Short problem: Rewrite the lines starting with the line that contains "detect every metal" and going on through the line that contains "799,457 -> 858,501", adding 142 to every number in the answer box coordinates and leaving all other lines unchanged.

Some records:
:::

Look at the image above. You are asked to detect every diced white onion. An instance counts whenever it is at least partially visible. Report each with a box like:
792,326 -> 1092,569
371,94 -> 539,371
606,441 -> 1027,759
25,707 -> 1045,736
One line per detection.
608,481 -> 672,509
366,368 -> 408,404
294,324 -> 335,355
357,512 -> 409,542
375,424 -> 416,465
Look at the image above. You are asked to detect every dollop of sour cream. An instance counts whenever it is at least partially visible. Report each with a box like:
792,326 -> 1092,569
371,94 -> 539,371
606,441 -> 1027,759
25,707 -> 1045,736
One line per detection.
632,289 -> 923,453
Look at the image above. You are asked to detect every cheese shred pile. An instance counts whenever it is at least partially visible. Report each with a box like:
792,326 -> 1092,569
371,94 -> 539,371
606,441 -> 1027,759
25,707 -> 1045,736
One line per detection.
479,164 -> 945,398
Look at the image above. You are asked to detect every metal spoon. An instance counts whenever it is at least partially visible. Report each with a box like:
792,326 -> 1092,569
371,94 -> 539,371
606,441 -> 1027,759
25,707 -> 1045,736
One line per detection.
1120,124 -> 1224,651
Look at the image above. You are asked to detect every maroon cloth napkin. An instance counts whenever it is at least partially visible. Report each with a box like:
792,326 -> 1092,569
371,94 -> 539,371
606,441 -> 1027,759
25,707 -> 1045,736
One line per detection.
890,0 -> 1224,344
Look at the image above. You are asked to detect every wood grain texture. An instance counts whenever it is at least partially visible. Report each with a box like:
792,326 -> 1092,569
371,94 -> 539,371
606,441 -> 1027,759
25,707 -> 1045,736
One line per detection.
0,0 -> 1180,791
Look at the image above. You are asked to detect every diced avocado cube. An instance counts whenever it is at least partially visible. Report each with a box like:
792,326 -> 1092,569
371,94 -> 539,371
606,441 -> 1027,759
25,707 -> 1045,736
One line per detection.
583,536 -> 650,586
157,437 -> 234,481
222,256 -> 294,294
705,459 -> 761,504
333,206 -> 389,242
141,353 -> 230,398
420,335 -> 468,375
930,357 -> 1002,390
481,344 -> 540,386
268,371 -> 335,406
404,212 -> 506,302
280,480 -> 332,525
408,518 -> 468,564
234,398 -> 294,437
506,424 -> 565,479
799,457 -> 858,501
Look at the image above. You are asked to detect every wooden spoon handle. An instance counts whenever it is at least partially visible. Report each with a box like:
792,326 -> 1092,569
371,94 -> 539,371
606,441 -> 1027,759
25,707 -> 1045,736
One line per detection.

:::

Response to the task:
Look at the image above. You are asked to detect every metal spoon. An instance counts whenever it is at least partially visible. Report each with a box like:
792,326 -> 1092,569
371,94 -> 539,371
606,441 -> 1027,759
25,707 -> 1045,736
One line per detection.
1262,266 -> 1366,793
Look at the image above. You are asked to detect every maroon cloth napkin. An instance counts whenever it is at least partially visible. Report each with a box like:
792,326 -> 1092,569
371,94 -> 539,371
606,441 -> 1027,759
25,707 -> 1045,736
One line per detection.
1032,142 -> 1366,486
Look at the image above. You are asked to detect every wood grain texture. An instance counts whenever it is at least partially visible. Report each with a box like:
792,326 -> 1092,569
371,94 -> 539,371
606,441 -> 1027,759
25,707 -> 1045,736
One line per detection.
142,142 -> 1322,933
Look at the image above. You are asked to detect every diced avocado cube. An instance counts whenever it is at least partially visible. Report each with a box like:
792,326 -> 1092,569
371,94 -> 539,371
606,441 -> 1027,759
25,707 -> 1045,736
One line per detection.
725,678 -> 792,728
299,579 -> 376,623
364,398 -> 436,436
847,601 -> 903,646
475,348 -> 531,384
283,495 -> 372,540
562,477 -> 610,517
1072,499 -> 1144,532
623,486 -> 682,528
410,513 -> 477,548
546,354 -> 648,444
422,622 -> 474,667
550,660 -> 610,706
376,540 -> 436,579
648,566 -> 707,621
941,599 -> 1000,643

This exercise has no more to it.